Problems and tasks:
(A) Repeat, word for word, the passage of the credit agreement amendment starting with "NOW, THEREFORE, in" and going on through "the Credit Agreement.".
(B) List every calendar date given in the credit agreement amendment.
(C) Using the credit agreement amendment, decide whether each statement agrees with it: (i) The Borrower is a Delaware corporation. (ii) The Credit Agreement being amended is dated February 6, 2009. (iii) In the definition of "FDIC-Guaranteed Term Notes," the date "June 30, 2012" is replaced by "December 31, 2012." Answer yes or no for each and quote the words that decide it.

Selected excerpt:

--------------------------------

AMENDMENT NO. 1 TO CREDITAGREEMENT

EX-10.99 2 ex10_99.htm AMENDMENT NO. 1 TO CREDIT AGREEMENT ex10_99.htm
Exhibit 10.9.9

AMENDMENT NO. 1 TO CREDIT AGREEMENT


This AMENDMENT NO. 1 TO CREDIT AGREEMENT (“Amendment No. 1”) is dated as of June 17, 2009 by and among RAYMOND JAMES FINANCIAL, INC., a Florida corporation (the “Borrower”), the Lenders named on the signature pages hereto (the “Lenders”), and JPMORGAN CHASE BANK, N.A., individually and as administrative agent (the “Agent”) for the Lenders.
 
 
W I T N E S S E T H:
 
WHEREAS, the Borrower, the Agent and the Lenders are parties to that certain Credit Agreement dated as of February 6, 2009 (the “Credit Agreement”); and
 
WHEREAS, the parties desire to effect certain amendments to the Credit Agreement as set forth herein.
 
NOW, THEREFORE, in consideration of the premises herein contained, and for other good and valuable consideration, the receipt of which is hereby acknowledged, the parties hereby agree as follows:
 
I.  
Defined Terms
 
Capitalized terms used but not defined herein are used with the meanings assigned to them in the Credit Agreement.
 
II.  
Amendments to the Credit Agreement
 
2.1. (a) The definition of “FDIC-Guaranteed Term Notes” in Section 1.01 of the Credit Agreement is hereby amended by substituting the date "December 31, 2012" for the existing date “June 30, 2012.”

--------------------------------

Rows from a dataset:
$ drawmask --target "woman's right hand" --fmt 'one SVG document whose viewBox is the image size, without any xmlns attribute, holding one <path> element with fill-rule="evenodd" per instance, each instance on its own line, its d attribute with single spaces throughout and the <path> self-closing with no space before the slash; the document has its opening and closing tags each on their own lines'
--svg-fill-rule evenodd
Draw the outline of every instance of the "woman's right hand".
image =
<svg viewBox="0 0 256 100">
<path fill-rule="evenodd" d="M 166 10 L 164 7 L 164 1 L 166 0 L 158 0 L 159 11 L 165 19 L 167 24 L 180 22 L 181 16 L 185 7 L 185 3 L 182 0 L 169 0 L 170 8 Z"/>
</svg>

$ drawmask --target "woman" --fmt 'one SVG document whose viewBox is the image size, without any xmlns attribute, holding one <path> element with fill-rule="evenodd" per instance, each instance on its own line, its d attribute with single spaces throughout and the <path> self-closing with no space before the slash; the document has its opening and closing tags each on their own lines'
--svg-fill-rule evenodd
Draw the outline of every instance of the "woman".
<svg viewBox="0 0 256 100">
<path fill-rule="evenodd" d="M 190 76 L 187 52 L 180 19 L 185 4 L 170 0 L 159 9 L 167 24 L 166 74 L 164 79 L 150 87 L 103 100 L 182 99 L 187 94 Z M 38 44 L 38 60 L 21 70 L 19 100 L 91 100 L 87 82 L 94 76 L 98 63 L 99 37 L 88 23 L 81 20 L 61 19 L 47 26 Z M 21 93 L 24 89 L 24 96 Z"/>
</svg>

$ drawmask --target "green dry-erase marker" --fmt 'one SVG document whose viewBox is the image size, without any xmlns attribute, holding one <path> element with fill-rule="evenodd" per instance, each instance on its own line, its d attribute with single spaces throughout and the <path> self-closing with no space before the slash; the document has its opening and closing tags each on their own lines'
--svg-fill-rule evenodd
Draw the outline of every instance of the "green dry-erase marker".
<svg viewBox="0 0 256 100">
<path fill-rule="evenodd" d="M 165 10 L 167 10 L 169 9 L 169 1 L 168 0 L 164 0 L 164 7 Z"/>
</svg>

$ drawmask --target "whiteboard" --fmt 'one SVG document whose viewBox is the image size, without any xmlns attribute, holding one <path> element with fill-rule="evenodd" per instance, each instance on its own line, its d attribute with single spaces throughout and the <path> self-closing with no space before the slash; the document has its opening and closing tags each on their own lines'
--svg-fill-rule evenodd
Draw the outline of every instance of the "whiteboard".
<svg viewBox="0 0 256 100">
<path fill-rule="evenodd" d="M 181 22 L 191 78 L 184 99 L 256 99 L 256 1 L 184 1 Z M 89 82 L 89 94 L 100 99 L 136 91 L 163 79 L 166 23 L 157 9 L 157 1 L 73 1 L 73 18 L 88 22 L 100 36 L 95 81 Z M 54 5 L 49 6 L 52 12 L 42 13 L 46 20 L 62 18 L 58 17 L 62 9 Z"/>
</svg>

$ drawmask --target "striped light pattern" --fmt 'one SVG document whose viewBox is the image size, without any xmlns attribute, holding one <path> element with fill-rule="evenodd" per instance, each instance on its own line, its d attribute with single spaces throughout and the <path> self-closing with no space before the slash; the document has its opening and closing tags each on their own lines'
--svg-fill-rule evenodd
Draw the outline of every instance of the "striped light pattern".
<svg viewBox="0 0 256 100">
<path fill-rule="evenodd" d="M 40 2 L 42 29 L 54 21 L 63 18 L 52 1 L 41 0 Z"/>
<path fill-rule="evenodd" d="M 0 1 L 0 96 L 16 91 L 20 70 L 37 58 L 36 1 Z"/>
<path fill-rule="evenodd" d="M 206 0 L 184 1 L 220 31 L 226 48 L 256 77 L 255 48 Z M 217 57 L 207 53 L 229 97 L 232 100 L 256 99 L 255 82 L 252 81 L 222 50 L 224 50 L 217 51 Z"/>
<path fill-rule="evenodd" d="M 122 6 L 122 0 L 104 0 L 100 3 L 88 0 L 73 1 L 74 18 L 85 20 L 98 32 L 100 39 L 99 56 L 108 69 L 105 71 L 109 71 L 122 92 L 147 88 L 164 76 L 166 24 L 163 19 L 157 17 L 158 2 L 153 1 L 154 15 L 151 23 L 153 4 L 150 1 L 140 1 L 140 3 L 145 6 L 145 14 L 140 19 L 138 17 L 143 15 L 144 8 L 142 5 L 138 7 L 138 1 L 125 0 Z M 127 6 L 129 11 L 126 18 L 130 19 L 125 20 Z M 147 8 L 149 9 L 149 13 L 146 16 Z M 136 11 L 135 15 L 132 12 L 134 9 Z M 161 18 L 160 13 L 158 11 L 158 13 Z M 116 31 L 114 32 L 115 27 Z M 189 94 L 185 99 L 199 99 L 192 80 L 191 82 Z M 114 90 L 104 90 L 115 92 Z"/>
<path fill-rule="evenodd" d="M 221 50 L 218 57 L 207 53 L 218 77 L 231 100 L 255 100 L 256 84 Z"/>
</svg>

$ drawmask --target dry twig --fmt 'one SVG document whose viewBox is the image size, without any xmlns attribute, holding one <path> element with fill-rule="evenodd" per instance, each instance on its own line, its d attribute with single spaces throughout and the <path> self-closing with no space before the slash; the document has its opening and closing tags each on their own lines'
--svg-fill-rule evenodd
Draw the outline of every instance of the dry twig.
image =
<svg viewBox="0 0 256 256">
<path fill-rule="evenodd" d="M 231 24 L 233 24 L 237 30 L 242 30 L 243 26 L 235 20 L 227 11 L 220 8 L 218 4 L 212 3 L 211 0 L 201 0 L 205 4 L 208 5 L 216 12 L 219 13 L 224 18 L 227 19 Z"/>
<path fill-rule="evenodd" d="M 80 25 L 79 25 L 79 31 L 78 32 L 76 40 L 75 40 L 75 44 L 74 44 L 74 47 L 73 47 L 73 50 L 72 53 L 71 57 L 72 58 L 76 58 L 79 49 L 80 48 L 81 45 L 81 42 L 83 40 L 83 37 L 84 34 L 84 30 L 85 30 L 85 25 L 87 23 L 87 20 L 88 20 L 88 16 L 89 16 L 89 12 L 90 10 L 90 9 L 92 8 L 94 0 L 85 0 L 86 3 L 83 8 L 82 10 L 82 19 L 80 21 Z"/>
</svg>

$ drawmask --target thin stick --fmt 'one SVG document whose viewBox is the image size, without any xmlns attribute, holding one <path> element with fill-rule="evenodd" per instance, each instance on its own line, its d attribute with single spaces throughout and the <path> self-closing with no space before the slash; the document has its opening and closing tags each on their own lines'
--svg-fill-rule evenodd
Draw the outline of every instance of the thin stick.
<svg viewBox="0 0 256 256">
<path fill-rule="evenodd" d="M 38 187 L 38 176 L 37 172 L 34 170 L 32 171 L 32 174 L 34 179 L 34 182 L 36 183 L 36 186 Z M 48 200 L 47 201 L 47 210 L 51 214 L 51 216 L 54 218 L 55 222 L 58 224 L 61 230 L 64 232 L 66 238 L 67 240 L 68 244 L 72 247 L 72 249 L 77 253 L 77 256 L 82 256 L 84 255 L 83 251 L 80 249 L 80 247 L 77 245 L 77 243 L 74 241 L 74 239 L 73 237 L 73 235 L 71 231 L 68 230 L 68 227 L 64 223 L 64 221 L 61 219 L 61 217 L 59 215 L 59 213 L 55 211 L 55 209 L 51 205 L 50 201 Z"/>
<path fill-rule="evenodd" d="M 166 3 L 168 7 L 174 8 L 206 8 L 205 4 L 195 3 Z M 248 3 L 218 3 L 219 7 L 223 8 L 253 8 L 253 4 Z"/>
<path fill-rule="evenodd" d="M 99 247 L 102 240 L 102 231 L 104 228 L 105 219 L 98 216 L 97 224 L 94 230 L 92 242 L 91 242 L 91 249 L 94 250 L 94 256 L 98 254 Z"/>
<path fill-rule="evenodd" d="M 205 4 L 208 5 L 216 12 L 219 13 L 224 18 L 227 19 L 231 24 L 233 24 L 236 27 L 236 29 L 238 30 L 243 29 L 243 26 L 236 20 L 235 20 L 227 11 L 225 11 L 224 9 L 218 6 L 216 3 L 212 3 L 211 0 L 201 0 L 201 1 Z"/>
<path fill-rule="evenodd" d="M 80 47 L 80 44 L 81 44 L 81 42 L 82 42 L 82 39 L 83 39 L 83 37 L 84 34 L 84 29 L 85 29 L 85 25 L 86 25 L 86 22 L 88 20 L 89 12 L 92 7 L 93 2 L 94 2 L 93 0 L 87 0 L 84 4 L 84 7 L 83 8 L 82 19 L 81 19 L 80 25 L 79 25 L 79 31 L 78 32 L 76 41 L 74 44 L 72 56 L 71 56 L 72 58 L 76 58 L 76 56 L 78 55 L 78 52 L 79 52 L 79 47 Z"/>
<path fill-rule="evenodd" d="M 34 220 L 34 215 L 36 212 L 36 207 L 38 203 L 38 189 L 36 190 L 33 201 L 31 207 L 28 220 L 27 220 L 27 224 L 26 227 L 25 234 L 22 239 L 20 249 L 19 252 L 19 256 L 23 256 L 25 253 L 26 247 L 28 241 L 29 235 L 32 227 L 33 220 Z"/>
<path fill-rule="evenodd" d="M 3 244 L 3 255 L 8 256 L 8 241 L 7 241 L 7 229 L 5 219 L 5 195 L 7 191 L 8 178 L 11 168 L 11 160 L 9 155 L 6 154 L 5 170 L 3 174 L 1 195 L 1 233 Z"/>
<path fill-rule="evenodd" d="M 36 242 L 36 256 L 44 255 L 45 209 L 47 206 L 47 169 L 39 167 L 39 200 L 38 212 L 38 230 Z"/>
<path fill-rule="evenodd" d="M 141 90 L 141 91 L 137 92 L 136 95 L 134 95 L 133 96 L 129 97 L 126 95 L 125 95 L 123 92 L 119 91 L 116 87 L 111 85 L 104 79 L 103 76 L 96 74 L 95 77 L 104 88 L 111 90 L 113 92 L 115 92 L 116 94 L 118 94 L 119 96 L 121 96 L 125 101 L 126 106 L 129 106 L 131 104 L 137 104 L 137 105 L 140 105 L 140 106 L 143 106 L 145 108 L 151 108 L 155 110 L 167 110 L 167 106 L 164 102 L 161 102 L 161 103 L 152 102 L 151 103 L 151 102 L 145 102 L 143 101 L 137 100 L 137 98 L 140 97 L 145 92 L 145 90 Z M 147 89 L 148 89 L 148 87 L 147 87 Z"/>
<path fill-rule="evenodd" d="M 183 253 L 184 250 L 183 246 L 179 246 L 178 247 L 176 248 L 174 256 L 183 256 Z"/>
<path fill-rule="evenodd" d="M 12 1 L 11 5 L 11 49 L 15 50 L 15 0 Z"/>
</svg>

--------------------------------

Expected outputs:
(A)
NOW, THEREFORE, in consideration of the premises herein contained, and for other good and valuable consideration, the receipt of which is hereby acknowledged, the parties hereby agree as follows:
 
I.  
Defined Terms
 
Capitalized terms used but not defined herein are used with the meanings assigned to them in the Credit Agreement.

(B)
June 17, 2009
February 6, 2009
December 31, 2012
June 30, 2012

(C)
(i) No: "RAYMOND JAMES FINANCIAL, INC., a Florida corporation (the “Borrower”)"
(ii) Yes: "Credit Agreement dated as of February 6, 2009"
(iii) Yes: "substituting the date "December 31, 2012" for the existing date “June 30, 2012.”"